Text ->
In this case, neighbors with adjoining properties clashed over which of two driveways was plaintiff’s easement. Plaintiff’s lot was landlocked. Plaintiff argued his easement to access the highway was a gravel driveway (“the Gravel Drive”). Defendants argued plaintiff’s easement was a two-track dirt trail that wound through the woods on defendants’ property (“the West Drive”).

Easement

In May of 1972, members of defendants’ family were deeded the back half of a parent parcel of land (the M lot). The M lot did not have access to the highway, and so their deed provided an easement over the front half of the parent lot. The deed described the easement as an easement over and across the lands of the grantors in a North and South direction same being an existing roadway from the highway to the lands of the grantees, approximately 20 feet wide to be used for ingress and egress to the lands herein granted.

About 10 years later, defendants’ family created a new lot in the southeast corner of their lot. This would become plaintiff’s lot. The deed provided plaintiff’s lot an easement, and the deed described the easement the same way the 1972 deed described the M lot’s easement.

Lawsuit

When plaintiff first moved into his lot in 2019, he began using the West Drive to access his lot. But eventually, plaintiff came to believe the Gravel Drive was the easement described in his deed. Plaintiff sued defendants for trespass and nuisance, alleging the Gravel Drive was his easement and defendants were interfering with his right to use it.

Given problem ->
Answer these from the case summary above:
(a) In what month and year were members of the defendants' family deeded the M lot?
(b) About how wide does the deed say the existing roadway is?
(c) Which driveway did the plaintiff use when he first moved into his lot in 2019?

Excerpted data ->
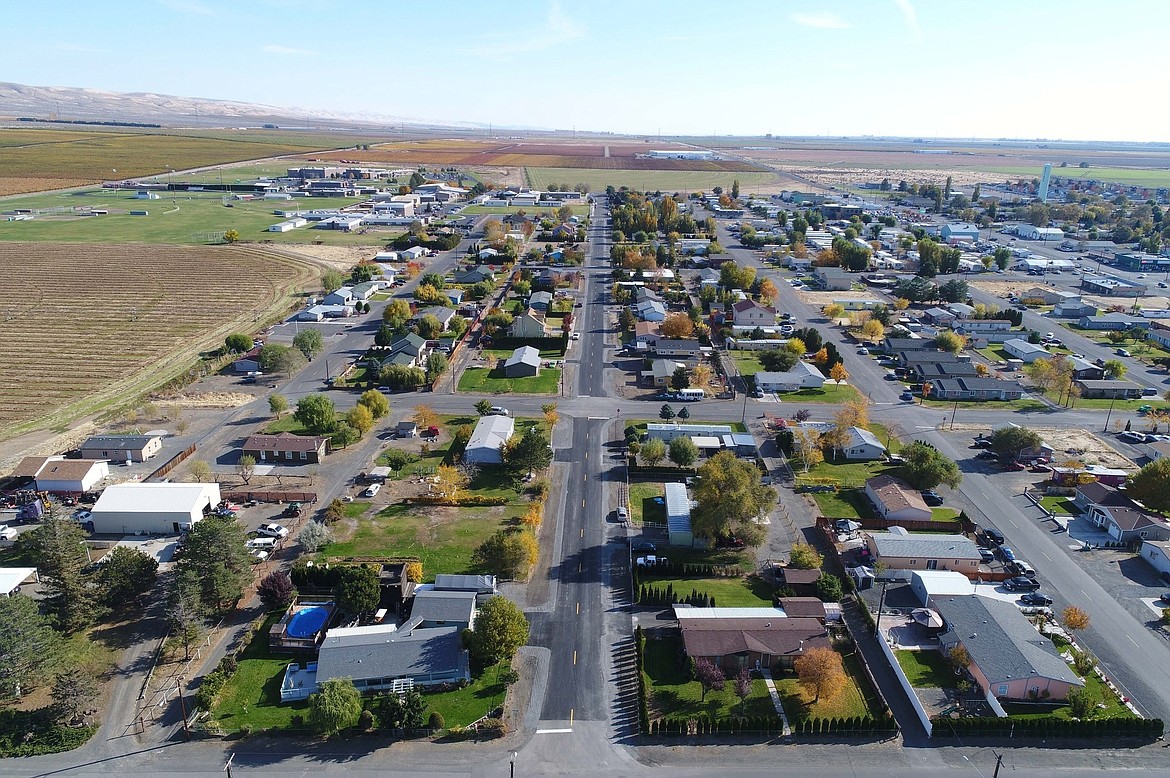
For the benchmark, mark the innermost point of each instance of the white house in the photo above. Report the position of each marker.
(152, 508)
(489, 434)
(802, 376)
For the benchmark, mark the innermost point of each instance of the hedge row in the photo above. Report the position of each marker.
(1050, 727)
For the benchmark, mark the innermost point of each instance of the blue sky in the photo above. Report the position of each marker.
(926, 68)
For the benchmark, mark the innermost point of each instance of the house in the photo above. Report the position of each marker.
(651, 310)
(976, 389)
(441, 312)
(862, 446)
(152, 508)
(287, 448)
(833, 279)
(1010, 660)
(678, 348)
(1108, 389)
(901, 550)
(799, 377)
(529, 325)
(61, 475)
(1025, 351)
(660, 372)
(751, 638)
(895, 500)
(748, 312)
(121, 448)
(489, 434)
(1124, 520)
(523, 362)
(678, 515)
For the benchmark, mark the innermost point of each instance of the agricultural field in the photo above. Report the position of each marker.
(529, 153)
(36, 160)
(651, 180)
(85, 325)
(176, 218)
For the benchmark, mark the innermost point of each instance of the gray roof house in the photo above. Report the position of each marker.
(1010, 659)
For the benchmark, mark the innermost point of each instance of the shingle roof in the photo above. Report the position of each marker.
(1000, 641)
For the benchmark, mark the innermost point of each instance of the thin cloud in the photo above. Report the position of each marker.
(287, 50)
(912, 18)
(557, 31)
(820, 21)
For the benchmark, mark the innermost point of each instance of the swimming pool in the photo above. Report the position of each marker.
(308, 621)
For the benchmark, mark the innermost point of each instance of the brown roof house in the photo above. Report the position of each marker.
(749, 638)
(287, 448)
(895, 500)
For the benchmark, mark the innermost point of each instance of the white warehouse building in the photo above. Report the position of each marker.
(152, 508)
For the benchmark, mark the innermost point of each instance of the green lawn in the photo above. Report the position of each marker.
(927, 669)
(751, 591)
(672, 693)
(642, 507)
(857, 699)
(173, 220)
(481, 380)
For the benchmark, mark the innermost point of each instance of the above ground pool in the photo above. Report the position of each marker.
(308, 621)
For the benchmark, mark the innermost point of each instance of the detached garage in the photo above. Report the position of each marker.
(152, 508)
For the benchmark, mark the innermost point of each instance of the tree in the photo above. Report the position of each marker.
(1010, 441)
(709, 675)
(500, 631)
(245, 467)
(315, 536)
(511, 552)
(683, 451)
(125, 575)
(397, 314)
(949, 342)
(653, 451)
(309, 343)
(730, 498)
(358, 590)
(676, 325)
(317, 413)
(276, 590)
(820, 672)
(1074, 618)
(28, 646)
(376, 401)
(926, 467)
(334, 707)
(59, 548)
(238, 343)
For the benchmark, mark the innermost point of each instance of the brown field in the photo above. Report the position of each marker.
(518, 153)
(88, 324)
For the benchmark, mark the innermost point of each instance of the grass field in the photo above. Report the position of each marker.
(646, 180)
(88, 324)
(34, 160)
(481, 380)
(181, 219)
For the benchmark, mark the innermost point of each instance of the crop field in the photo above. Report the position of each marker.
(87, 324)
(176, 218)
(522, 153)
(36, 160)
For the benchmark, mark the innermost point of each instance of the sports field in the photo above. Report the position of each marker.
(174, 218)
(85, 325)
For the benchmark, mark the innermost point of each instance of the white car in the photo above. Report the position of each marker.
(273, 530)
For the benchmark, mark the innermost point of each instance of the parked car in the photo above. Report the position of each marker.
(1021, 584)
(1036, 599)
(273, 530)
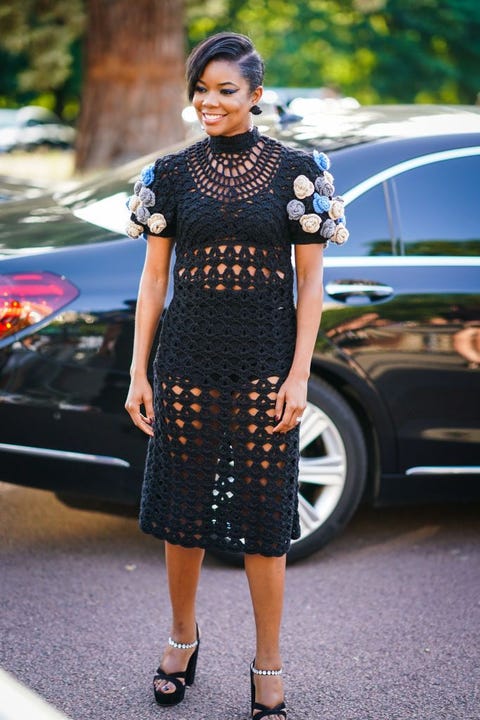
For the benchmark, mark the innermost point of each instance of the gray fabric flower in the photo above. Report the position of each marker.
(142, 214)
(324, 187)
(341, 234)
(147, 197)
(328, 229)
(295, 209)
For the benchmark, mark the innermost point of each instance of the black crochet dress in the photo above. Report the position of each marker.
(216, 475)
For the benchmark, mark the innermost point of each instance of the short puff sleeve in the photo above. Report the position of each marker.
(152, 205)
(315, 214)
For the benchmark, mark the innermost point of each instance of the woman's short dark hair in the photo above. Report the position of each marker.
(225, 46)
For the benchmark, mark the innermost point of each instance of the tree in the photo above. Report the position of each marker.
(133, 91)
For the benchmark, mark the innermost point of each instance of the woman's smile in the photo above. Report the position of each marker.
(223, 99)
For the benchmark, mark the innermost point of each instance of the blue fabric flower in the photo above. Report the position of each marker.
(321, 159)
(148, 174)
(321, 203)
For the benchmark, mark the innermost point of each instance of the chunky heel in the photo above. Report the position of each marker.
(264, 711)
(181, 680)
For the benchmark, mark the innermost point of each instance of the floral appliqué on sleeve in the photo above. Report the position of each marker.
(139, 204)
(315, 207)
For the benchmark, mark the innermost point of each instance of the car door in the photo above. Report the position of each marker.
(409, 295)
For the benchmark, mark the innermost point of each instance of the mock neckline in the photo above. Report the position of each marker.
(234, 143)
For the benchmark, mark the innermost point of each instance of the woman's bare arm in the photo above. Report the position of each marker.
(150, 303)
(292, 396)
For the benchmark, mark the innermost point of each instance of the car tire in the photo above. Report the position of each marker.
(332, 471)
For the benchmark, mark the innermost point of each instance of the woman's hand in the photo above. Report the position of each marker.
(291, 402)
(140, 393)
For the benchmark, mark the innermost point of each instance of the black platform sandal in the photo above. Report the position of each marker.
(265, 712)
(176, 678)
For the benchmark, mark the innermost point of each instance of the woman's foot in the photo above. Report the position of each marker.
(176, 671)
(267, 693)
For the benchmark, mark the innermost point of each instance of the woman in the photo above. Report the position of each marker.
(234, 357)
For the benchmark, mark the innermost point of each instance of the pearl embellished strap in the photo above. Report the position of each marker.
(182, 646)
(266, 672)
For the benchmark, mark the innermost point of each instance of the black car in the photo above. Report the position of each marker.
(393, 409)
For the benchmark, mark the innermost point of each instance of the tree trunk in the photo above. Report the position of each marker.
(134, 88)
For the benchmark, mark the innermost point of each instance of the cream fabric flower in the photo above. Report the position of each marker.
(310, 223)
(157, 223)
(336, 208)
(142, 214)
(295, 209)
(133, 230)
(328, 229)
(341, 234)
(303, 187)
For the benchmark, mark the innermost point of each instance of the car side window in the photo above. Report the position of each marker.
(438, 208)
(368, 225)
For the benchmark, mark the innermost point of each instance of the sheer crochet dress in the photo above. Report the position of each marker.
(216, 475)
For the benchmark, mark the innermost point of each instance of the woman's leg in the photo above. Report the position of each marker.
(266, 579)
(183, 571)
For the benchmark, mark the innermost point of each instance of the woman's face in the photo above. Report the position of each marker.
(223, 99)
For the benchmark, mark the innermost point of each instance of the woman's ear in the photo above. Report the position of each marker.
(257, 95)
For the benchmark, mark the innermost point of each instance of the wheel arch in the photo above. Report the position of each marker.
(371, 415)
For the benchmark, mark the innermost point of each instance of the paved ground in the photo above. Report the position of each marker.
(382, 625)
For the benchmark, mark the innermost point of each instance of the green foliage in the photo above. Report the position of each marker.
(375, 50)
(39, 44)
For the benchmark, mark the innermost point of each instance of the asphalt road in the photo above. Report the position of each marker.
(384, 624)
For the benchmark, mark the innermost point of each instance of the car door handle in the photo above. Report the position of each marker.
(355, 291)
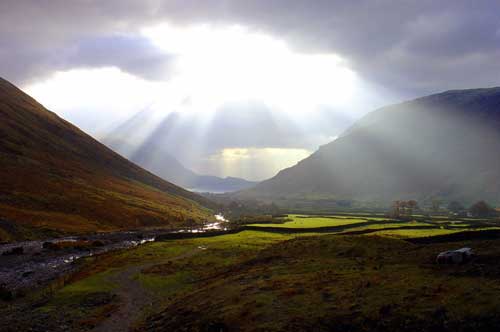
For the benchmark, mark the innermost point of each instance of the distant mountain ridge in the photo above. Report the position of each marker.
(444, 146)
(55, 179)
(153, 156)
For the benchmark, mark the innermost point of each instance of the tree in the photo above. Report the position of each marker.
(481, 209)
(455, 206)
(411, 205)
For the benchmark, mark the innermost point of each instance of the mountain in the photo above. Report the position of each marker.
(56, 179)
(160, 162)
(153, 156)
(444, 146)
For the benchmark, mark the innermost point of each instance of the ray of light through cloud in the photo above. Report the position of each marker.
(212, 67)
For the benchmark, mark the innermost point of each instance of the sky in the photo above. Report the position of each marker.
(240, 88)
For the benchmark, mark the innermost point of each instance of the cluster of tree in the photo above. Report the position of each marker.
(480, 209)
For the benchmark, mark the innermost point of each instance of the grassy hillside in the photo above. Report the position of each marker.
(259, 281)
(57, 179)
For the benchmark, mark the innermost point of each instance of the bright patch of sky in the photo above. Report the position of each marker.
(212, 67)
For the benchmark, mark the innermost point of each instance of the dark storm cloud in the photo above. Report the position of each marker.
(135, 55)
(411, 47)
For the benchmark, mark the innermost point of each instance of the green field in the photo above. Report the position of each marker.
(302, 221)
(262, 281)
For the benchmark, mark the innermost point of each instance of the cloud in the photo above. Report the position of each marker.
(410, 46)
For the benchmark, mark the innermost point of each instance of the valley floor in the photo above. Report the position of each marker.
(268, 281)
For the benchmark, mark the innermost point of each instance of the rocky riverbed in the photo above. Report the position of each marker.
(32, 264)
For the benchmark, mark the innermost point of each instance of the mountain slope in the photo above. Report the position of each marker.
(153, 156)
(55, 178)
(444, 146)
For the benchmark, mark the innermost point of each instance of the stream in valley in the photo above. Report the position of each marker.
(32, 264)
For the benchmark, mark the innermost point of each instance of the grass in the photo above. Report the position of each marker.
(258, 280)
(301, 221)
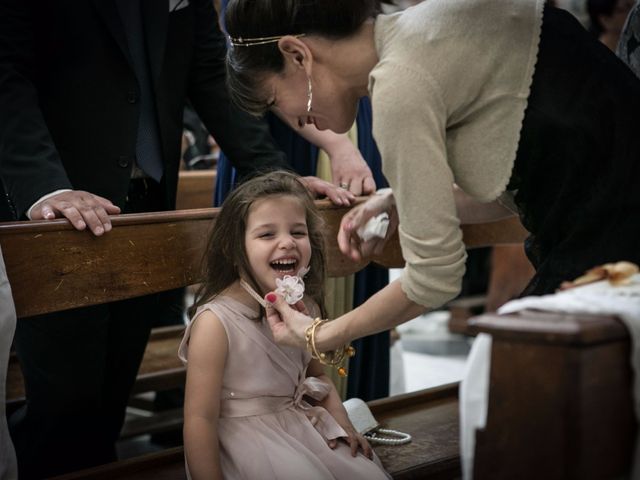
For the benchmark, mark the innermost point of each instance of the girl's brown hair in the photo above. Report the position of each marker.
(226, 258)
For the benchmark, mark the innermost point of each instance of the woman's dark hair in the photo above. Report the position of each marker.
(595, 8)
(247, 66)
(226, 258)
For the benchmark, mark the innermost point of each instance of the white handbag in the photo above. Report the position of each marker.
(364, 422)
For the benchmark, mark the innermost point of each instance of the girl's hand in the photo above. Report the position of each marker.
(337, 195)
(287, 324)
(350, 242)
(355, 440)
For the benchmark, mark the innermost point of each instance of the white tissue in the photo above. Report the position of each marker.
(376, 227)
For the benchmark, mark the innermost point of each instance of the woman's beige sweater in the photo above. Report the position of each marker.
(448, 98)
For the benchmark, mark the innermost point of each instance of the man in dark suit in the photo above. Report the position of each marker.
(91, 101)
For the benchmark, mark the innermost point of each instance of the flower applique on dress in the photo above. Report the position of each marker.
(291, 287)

Right answer ->
(a) May 1972
(b) Approximately 20 feet
(c) The West Drive